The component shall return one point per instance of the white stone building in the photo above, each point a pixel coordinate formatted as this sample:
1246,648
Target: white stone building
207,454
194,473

++++

What you need to do: When you reach the end of the data above, set it all down again unchanged.

Exercise solution:
The component shall return one point per instance of the white stone building in the photo above, each point a pixel coordinate formatted as this sample:
1246,648
Target: white stone building
207,454
194,473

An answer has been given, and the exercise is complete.